• **DIRECTIVE**
Please render all of the data below as a numbered list, leaving out any blank lines.

• **Data drawn from a collection**
━━━━━━━━━━
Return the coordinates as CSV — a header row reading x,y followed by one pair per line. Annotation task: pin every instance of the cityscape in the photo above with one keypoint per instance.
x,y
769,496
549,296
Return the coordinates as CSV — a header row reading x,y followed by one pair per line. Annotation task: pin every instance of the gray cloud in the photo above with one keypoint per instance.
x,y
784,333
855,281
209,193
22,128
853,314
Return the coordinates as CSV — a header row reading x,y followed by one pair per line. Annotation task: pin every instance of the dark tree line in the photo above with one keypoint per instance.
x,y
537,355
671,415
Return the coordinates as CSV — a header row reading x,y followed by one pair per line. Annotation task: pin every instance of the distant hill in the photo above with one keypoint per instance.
━━━━━━━━━━
• **REPLY**
1. Return the coordinates as CSV — a header row reading x,y followed by one pair per line. Annotation task: pin every instance of the cityscape in the photo above with one keypoint per instance.
2. x,y
3. 769,496
4. 549,296
5. Return the coordinates as CSV — a header row reading x,y followed by one pair per line. Annotation task: pin every instance of the gray cloud in the photo above with one keypoint per instance.
6. x,y
7. 784,333
8. 855,281
9. 209,193
10. 22,128
11. 853,314
12. Return the coordinates as CSV — a header row reading x,y followed by one pair per line. Annotation task: pin every instance of the dark tree line in the photo above with one keypoint per instance.
13. x,y
14. 537,355
15. 671,415
16. Return the coordinates as CSV — a header row reading x,y followed by one pair per line. Annotation task: pin every instance of the distant hill in the photo above with one keypoint per instance.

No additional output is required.